# Supplied data
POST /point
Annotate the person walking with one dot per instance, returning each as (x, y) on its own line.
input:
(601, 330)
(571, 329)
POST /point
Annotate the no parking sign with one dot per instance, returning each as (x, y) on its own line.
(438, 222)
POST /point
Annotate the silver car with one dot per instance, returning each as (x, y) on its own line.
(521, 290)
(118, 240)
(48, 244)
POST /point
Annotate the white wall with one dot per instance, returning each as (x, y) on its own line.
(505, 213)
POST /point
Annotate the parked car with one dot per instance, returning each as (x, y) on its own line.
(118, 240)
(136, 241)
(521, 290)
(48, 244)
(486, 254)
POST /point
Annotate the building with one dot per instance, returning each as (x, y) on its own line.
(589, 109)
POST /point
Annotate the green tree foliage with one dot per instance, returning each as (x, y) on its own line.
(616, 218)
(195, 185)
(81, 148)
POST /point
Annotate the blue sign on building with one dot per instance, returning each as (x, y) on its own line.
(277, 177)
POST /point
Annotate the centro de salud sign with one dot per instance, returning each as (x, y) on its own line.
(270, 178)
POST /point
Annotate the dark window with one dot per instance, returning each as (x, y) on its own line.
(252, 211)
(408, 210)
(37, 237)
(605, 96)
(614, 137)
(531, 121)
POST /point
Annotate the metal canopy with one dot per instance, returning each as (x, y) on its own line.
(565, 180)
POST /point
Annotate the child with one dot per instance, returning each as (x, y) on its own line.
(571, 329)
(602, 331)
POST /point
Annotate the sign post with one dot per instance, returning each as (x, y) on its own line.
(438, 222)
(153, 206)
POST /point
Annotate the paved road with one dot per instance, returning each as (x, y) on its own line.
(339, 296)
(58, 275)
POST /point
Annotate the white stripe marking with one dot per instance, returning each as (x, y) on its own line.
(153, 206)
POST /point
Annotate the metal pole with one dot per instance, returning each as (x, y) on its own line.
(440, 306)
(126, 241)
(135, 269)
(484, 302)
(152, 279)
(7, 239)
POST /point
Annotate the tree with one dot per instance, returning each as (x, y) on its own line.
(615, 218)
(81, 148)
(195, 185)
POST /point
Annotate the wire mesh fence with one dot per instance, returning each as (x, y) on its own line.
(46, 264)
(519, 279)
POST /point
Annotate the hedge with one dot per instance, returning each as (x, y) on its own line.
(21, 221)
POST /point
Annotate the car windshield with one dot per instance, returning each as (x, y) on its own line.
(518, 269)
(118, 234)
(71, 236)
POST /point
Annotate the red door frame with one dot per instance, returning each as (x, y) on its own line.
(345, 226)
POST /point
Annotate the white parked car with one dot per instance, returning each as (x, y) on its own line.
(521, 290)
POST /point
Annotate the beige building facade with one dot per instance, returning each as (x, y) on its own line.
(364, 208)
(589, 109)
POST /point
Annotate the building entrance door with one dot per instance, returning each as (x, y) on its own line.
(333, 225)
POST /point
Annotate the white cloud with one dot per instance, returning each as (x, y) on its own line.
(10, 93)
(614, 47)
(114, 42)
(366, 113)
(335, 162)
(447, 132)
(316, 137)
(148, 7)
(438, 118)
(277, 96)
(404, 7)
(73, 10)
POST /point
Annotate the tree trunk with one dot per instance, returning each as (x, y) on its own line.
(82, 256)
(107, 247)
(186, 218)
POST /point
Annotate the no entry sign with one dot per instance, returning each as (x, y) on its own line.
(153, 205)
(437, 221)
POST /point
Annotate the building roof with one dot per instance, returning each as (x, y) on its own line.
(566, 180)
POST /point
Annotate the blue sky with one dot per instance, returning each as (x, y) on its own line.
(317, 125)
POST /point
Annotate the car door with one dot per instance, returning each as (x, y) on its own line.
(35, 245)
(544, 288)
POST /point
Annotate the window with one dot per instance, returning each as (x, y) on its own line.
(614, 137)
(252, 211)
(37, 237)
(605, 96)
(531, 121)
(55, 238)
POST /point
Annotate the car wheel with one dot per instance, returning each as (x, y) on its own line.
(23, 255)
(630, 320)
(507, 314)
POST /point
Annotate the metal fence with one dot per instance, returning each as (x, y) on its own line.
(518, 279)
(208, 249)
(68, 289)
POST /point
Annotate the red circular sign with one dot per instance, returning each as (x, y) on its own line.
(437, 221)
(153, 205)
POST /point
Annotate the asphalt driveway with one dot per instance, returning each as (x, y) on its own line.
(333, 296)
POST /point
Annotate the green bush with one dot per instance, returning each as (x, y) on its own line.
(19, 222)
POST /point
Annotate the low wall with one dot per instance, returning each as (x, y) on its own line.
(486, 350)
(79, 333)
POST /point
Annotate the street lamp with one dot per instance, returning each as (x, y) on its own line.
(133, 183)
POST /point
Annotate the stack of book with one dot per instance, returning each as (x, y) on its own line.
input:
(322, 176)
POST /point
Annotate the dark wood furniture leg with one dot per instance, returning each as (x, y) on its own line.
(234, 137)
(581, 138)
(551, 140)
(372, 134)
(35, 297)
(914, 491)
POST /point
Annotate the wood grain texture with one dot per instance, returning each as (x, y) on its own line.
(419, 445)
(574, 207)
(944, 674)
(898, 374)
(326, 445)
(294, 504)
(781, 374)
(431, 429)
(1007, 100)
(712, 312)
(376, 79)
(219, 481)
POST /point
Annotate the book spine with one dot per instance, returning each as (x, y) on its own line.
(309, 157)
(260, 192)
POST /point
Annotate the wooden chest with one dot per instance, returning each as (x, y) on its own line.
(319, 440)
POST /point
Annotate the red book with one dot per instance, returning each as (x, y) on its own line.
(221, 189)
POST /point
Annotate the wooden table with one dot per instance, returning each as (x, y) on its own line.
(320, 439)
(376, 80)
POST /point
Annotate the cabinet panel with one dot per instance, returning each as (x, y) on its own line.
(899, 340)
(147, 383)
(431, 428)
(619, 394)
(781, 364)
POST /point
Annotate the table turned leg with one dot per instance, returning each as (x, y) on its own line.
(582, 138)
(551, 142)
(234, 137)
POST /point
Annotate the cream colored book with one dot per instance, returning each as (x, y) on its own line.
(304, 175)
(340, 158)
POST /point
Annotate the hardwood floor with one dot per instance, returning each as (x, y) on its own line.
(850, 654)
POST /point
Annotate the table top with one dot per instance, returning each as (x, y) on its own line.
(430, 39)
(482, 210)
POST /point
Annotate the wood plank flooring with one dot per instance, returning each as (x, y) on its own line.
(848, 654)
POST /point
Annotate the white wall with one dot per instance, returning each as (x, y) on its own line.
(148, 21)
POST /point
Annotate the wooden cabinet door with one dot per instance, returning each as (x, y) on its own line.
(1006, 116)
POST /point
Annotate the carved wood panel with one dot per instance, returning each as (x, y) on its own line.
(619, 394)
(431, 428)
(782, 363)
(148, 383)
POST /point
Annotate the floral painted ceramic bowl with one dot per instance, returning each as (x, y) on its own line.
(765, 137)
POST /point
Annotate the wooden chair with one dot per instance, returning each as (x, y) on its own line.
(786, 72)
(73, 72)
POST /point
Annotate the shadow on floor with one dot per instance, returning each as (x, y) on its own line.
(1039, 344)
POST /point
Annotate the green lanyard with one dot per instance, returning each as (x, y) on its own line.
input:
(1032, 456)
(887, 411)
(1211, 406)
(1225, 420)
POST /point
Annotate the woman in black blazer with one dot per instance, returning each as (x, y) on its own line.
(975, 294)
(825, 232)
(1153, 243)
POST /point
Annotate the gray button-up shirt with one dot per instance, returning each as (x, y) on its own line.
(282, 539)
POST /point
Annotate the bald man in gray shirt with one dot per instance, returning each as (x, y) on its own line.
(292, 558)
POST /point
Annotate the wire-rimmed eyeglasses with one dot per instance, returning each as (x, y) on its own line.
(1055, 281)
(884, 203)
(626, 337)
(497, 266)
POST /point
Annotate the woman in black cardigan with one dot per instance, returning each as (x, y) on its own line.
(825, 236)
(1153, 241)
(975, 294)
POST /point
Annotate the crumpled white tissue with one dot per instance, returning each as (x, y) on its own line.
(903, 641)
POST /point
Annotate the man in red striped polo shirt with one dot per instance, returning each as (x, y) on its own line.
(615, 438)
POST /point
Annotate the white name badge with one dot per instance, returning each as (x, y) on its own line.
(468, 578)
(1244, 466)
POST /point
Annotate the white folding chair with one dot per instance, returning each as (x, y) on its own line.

# Short problem
Pick out each line in the data above that contains the string "window". Matching is case-sensitive.

# Exercise result
Annotate the dark window with one dot per instance, returning each as (x, y) on its own line.
Annotate the window with one dot per instance, returning each as (x, y) on its own line.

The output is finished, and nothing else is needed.